- TEXTO:
↓↓↓
Doenças são divisores de águas para os quem são acometidos por elas. Para uns, significa um obstáculo, um sofrimento. Para outros, revela novos pontos de vista e novas perspectivas de vida. E para tantos outros, é a base necessária fornecida para teste e superação de dificuldades. Uma questão de vontade, de continuar seguindo adiante, apesar de tudo.
A terceira parte da frase cai bem para uma mulher de muita fibra, Jacky Hunt-Broersma, de 46 anos. Após ter parte da perna amputada, causada por um câncer, Jacky se questionava e se inquietava sobre o que poderia acontecer além do que passou.
Lá em 2002, Jacky foi diagnosticada com um tipo raro de câncer ósseo. Com 26 anos, ela não teve tempo de fazer algo por sua perna. Após duas semanas da identificação, os médicos acharam por bem cortar o membro inferior comprometido.
Desnorteada, ela não compreendia sua situação e confessou que sofria muito no começo. Seus sentimentos iam da raiva até a vergonha. Não gostava de mostrar sua prótese e amaldiçoava a todo instante o câncer que a vitimou.
Despertando para a corrida
Jacky mora atualmente no estado americano do Arizona, mas nasceu e passou parte de sua vida na África do Sul. Também viveu na Inglaterra e na Holanda. E foi neste último país que aconteceu a intervenção cirúrgica da perna.
“Foi uma montanha-russa. Tudo aconteceu muito rápido”, lembra a maratonista que pode ter seu nome perpetuado no Livro Guinness de Recordes.
Casada com um corredor, ela apoiava o marido nas provas esportivas de longa distância, mas nunca passou pela sua cabeça fazer algo parecido. Um dia, teve um lampejo.
Jacky comprou uma prótese especial para corridas de longa distância.
Treinou e, quando se sentiu madura para competir, se inscreveu para uma prova de 10 km. Na véspera desta prova, mudou sua inscrição para correr uma meia maratona. Foram 14 anos de convivência com a dor e de reflexões até esse primeiro feito.
Desde então, não parou mais e esqueceu de sua condição especial: “sou uma pessoa de tudo ou nada, então me joguei.
Adoro ultrapassar limites e ver até onde posso ir.”
Meta estabelecida no começo do ano
Ambiciosa, a atleta colocou uma meta desafiadora logo em 2022: correr 104 maratonas em 104 dias, visando à quebra do atual recorde registrado no Guinness Book, que é de 95 maratonas diárias. Detalhe: essas 95 corridas foram realizadas por uma pessoa sã.
Como se sabe, o calendário da prova mais tradicional do atletismo não oferece competições em todos os dias do ano. Então, o jeito foi correr trilhas próximas à casa de Jacky e até usar uma esteira dentro de sua casa. Sua última corrida de maratona foi concluída em 30/04.
↑↑↑
- OBJETIVO DO EXERCÍCIO: Escreva a continuação do texto sobre a maratonista Jacky Hunt-Broersma, começando logo depois da última frase. As entradas não têm nenhum papel nesta atividade.

- DADOS:
↓↓↓
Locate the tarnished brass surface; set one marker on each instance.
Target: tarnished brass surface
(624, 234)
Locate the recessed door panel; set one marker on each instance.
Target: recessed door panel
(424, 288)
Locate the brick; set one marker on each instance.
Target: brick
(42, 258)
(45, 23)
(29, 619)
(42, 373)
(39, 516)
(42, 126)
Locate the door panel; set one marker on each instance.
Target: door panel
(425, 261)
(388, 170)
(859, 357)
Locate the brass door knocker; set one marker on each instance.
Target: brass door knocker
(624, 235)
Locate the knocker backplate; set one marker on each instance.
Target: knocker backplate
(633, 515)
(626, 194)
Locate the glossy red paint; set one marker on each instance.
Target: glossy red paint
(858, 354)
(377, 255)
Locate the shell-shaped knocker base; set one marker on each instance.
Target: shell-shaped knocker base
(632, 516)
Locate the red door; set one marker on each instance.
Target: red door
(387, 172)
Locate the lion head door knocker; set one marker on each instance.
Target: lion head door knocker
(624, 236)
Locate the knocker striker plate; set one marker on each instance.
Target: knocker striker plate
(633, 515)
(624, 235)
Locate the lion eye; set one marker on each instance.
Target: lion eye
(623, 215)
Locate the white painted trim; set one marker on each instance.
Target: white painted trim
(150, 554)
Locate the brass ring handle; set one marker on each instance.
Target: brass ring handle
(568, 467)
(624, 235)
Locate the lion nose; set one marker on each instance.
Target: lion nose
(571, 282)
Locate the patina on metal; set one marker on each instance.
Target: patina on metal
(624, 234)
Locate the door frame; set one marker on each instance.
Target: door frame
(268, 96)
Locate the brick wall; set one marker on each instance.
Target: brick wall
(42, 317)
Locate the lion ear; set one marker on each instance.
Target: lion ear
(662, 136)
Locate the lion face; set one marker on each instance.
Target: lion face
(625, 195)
↑↑↑
- RESPOSTA DA TAREFA:
Para se medir a disposição da corredora, ela correu o total de 4.400 km. A façanha aguarda o reconhecimento do Guinness, o qual comunicou que o feito de Jacky pode demorar de 12 a 15 semanas para ser reconhecido.
A atleta sul-africana documentou toda a saga nas redes sociais e atraiu simpatizantes e curiosos que, por sua vez, ajudaram Jacky a arrecadar US$ 88 mil para Amputee Blade Runners, uma associação sem fins lucrativos que proporciona próteses de corrida para pessoas com membros amputados.
Quem é ela?
Mãe de dois filhos, Jacky Hunt-Broersma trabalha como treinadora de resistência. Aos 46 anos, ela acha que as corridas têm características de um jogo mental e, consequentemente, exigem um esforço físico.
Sua preparação envolve cuidados com o corpo: ela precisa usar revestimentos e meias na prótese especial. Também são necessários massagens, alongamento e aplicação de gelo no fim da perna amputada todos os dias.
De forma surpreendente, ela não apresentou quaisquer lesões durante o cumprimento das 104 maratonas.
Experiente, ela confessa que gostaria de ter começado a correr mais cedo. Ela sente a diferença tanto no seu estado mental quanto na resistência física. “Isso me deu uma aceitação total de quem eu sou e que posso fazer coisas difíceis.”
Animada, seu próximo projeto é correr a Moab, um tipo de corrida bem exaustiva de 386 km no próximo mês de outubro. O Moab vai ocorrer no estado americano de Utah.
Se for pela torcida, Jacky tem tudo para figurar no Livro dos Recordes. Se os fiscais não concederem a certificação, Jacky é uma vitoriosa para milhares/milhões de pessoas. Uma referência que pode ser resumida assim: largou lá de trás do pelotão com uma limitação, juntou-se aos mais competitivos, passou por eles e figurou no pódio com muito louvor e merecimento. Isso é uma corrida de recuperação. Uma recuperação da vida que se resgata e se regenera.